## DOCUMENT SECTION
Phase 2: Embeddings (1 service)

🟡 GOOGLE_EMBEDDINGS - Satellite Image Features

  • Status: Ready to run (temporal fallback implemented)
  • Asset: GOOGLE/SATELLITE_EMBEDDING/V1/ANNUAL
  • Data: 64-dimensional feature vectors from deep learning
  • Source: Sentinel-2 imagery
  • Temporal: Annual composites (2017-present)
  • Resolution: 10m
  • Use: Image similarity, unsupervised clustering, transfer learning
  • Expected: ~4K observations
  • Time: ~6.6 hours
  • Note: Some locations may have sparse coverage. Temporal fallback will use closest available year if 2021 data missing.

Execution Strategy

Option 1: Complete Each Phase Sequentially

# Day 1: Phase 0 (18-25 hours)
python scripts/acquire_environmental_data.py --phase 0 \
    --clusters clusters_optimized.csv \
    --samples df_gtdb_tagged_cleaneed.tsv

# Day 2: Phase 1 (30-35 hours, must be sequential)
python scripts/acquire_environmental_data.py --phase 1 \
    --clusters clusters_optimized.csv \
    --samples df_gtdb_tagged_cleaneed.tsv

# Day 3: Phase 2 (6.6 hours)

## WORK ORDER A
In the phase plan above, condense the bulleted block that begins "Status: Ready to run" into a short paragraph that keeps its main facts.

[Stored records]
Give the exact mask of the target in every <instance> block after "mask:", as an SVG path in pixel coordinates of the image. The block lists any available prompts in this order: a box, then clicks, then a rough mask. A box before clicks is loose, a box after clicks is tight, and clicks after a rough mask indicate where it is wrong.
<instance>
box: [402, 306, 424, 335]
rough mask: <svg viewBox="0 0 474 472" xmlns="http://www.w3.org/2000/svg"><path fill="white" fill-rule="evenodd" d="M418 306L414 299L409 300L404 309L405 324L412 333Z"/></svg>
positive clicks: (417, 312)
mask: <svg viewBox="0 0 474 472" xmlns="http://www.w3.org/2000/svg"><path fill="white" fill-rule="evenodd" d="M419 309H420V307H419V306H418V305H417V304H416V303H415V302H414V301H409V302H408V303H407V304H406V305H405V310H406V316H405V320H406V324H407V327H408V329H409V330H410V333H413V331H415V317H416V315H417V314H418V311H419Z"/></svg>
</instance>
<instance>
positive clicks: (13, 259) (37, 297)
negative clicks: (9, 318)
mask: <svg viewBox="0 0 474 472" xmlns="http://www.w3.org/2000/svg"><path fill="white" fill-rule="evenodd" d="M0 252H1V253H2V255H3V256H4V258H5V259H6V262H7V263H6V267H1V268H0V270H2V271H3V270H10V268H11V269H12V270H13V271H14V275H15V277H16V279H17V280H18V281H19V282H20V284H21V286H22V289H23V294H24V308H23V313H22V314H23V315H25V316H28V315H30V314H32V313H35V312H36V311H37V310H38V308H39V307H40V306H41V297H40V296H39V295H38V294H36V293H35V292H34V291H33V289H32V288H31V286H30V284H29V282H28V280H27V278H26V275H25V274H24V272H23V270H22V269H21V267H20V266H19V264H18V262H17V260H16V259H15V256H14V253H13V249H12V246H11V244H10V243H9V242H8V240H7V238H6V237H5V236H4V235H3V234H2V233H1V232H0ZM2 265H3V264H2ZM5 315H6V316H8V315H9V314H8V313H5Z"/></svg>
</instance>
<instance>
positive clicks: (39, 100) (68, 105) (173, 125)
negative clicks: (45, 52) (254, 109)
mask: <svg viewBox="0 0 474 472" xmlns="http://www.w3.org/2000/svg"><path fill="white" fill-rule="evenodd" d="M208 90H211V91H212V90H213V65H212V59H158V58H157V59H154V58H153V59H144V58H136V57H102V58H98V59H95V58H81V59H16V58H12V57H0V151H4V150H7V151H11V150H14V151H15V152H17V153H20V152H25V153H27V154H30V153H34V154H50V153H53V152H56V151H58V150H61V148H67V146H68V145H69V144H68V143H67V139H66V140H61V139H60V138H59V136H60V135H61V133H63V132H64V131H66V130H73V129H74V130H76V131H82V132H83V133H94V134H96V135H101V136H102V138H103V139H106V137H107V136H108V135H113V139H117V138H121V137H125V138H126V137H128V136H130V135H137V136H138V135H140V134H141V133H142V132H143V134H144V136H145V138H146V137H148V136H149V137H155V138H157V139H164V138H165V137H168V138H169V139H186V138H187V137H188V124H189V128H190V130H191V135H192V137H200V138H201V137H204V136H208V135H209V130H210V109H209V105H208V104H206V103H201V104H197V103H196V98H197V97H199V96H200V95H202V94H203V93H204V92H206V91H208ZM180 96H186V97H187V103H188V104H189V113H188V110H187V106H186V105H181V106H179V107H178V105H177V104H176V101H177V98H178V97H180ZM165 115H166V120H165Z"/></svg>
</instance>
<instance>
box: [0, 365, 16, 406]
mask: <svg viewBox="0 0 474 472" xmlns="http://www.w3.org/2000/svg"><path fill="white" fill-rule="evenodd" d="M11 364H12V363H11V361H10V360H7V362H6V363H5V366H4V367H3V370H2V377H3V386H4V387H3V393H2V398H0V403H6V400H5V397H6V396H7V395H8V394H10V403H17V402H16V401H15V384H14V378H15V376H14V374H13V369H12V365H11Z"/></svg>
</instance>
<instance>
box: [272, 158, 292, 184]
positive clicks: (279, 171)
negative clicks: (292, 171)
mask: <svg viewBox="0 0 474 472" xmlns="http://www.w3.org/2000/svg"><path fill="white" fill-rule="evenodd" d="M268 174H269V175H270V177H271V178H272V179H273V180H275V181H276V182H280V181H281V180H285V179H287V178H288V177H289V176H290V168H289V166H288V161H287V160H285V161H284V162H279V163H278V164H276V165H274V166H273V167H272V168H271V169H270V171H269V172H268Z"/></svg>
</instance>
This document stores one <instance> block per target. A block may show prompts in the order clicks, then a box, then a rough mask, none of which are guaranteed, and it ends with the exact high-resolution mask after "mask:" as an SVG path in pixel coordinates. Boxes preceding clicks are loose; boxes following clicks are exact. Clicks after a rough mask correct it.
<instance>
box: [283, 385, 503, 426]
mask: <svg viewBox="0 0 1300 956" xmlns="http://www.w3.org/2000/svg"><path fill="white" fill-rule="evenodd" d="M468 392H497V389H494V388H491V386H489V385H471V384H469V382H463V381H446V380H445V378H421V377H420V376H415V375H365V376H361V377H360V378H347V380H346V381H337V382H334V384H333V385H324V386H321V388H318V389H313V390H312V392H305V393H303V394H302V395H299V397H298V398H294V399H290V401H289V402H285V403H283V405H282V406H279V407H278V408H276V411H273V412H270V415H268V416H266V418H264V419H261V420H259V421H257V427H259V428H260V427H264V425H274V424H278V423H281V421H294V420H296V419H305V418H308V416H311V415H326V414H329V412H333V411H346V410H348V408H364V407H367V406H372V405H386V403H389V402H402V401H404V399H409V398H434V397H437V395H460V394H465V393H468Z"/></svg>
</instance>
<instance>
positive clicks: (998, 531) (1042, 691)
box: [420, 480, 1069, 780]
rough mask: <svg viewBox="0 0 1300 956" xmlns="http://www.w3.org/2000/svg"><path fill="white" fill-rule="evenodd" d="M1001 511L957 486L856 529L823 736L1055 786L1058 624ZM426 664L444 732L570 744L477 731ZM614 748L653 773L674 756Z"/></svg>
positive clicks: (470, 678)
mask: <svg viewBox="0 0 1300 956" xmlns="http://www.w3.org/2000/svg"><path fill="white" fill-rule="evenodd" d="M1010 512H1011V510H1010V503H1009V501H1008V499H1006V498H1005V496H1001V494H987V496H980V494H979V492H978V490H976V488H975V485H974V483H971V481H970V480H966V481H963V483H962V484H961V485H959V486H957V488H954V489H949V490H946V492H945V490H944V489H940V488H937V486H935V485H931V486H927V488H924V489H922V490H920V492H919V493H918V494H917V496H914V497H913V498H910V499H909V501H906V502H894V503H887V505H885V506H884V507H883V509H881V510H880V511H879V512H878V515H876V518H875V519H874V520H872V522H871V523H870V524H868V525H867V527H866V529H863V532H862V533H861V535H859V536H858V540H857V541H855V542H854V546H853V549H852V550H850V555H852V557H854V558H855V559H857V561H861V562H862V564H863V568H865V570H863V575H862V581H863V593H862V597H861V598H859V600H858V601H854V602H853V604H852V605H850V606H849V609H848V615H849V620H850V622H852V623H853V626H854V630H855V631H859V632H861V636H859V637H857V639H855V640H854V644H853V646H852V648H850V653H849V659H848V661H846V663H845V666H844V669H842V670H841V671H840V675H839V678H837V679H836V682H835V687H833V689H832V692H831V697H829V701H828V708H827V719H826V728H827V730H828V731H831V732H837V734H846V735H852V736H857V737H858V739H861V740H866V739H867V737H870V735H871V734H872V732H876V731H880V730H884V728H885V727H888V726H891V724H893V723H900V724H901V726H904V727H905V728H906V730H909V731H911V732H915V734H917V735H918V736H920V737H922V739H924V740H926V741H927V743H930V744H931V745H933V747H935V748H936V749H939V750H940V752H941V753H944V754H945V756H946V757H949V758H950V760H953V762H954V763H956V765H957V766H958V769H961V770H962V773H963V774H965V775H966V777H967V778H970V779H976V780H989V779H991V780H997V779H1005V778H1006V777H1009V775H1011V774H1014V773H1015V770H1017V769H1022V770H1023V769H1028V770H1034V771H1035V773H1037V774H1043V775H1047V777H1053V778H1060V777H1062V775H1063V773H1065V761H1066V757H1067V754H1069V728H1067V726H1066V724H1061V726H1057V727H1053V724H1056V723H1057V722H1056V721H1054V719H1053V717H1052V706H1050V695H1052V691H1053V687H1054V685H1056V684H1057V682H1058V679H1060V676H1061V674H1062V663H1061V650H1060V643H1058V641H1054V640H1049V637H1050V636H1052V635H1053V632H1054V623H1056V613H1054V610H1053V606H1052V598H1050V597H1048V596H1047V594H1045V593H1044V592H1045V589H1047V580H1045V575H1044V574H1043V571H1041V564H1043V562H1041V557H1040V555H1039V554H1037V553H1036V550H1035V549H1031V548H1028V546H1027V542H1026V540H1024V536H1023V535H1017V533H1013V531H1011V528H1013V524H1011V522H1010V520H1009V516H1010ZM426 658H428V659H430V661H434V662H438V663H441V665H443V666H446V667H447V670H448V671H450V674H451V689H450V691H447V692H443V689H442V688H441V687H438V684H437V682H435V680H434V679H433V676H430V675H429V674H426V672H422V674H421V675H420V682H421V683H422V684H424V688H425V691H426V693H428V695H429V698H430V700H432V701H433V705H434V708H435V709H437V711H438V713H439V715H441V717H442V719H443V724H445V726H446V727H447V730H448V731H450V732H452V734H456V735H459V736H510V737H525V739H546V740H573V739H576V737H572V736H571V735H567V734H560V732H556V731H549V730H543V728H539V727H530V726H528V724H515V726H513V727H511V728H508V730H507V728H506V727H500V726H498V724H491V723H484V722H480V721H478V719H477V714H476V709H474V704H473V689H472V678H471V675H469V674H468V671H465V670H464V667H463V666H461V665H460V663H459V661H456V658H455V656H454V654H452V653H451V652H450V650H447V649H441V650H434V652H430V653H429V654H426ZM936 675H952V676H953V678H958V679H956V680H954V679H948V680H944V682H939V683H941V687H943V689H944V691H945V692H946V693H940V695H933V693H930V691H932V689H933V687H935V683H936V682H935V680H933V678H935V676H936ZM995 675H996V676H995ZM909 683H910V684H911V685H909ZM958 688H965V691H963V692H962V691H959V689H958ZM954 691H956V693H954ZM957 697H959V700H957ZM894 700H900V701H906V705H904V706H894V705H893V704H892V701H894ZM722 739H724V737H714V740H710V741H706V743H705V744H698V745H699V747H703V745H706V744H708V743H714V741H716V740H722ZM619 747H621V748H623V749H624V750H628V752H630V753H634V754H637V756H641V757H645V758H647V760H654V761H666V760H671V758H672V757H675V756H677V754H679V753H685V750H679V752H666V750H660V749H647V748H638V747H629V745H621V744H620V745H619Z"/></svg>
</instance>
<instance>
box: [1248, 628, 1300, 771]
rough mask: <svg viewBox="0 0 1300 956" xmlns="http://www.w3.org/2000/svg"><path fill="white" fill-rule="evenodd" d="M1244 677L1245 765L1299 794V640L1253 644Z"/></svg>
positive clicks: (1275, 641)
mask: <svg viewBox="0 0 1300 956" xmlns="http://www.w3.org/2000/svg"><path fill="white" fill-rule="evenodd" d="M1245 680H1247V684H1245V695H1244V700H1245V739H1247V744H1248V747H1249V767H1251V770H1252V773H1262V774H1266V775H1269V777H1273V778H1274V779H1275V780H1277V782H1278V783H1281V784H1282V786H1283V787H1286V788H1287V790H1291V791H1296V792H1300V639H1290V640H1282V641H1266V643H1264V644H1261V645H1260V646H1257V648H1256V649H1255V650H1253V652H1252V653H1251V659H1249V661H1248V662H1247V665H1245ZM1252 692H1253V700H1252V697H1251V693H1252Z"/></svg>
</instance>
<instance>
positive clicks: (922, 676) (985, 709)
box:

## WORK ORDER B
Report how many lines of the listing contain the word "rough". Give only the number.

## WRITTEN ANSWER A
The GOOGLE/SATELLITE_EMBEDDING/V1/ANNUAL asset is ready to run, with temporal fallback implemented. It provides 64-dimensional feature vectors from deep learning, based on Sentinel-2 imagery. The data comes as annual composites from 2017 to the present at 10m resolution. It is used for image similarity, unsupervised clustering, and transfer learning. About 4K observations are expected over about 6.6 hours. Some locations may have sparse coverage, and if 2021 data is missing, the closest available year is used.

## WRITTEN ANSWER B
5